## WHAT YOU ARE ASKED TO DO
Reproduce the lines beginning with the line that contains "If you could point to the distant" and continuing through the line that contains "(1043, 284)". Swap "marker" for "dot" and leave everything else unchanged.

## DATA ROWS
-=-=-=-=-

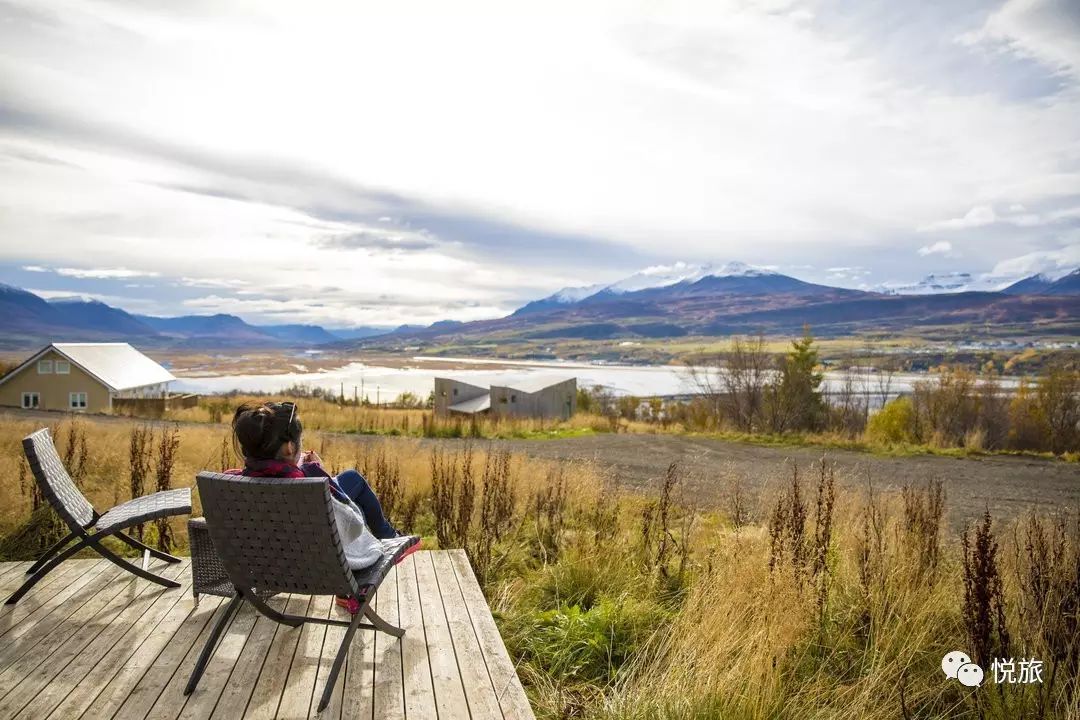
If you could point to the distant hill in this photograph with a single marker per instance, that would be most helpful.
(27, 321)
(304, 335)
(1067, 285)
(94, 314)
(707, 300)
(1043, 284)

-=-=-=-=-

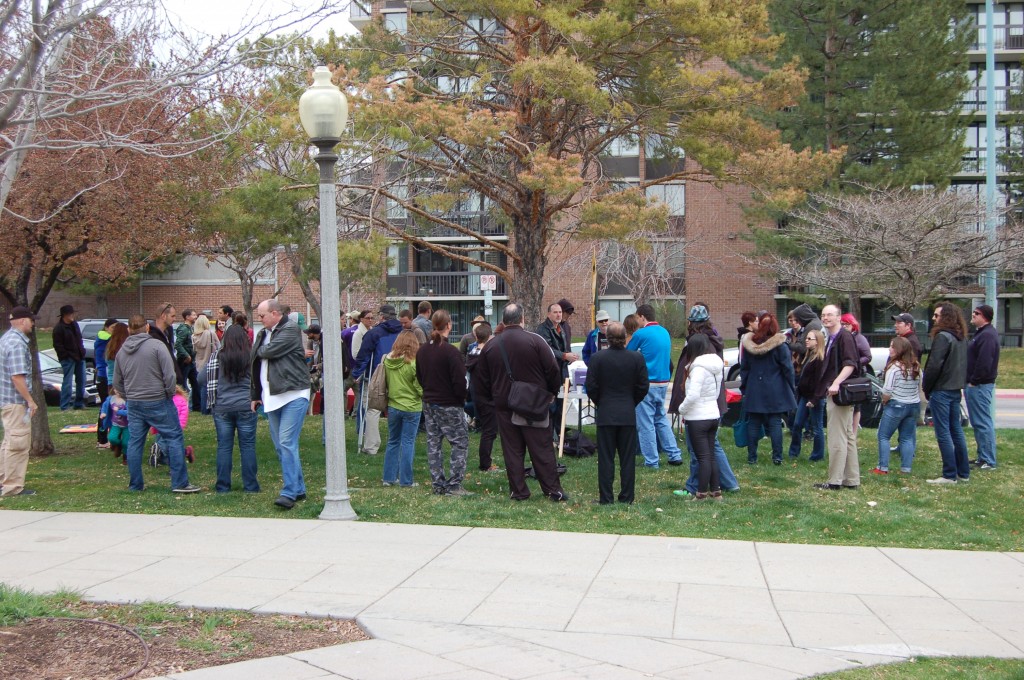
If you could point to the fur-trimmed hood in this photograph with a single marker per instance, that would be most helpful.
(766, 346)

-=-=-=-=-

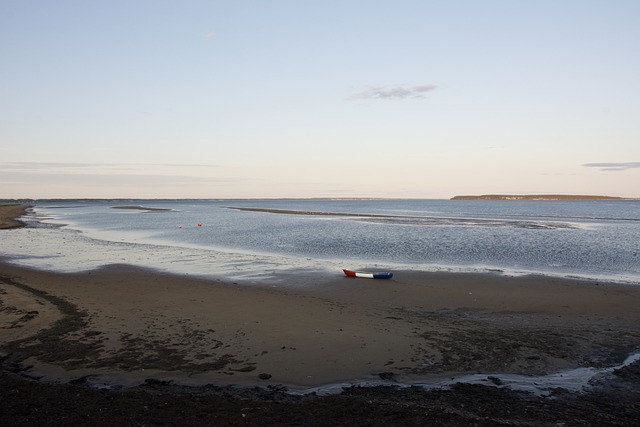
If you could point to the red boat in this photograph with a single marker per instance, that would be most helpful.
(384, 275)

-=-=-=-=-

## OUTPUT FOR THIS EXERCISE
If you could point to the distant hill in this photograph with a single dot per instance, that would be most helpful.
(27, 321)
(304, 335)
(1067, 285)
(94, 314)
(707, 300)
(1043, 284)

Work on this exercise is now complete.